What this task involves
Copy each of the following rows word for word, but leave the pictures out of your answer.

━━━━━━━━━━━━━━━━

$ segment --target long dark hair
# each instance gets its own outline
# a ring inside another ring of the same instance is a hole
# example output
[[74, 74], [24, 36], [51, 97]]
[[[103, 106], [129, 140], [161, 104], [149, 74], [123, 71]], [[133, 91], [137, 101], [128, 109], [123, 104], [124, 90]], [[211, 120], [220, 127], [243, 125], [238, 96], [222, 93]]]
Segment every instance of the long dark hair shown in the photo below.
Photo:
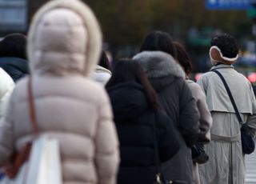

━━━━━━━━━━━━━━━━

Problem solution
$ segment --target long dark hair
# each instance gets its own outline
# a ring inside another ring of the same instance is a hole
# example output
[[74, 74], [24, 36], [51, 97]]
[[[103, 106], [129, 140], [161, 104], [149, 74], [123, 71]], [[133, 91], [137, 101], [128, 109], [123, 104], [124, 90]], [[211, 120], [220, 127], [243, 125], [238, 96], [222, 93]]]
Segment every instance of the long dark hair shown in the photo below.
Photo:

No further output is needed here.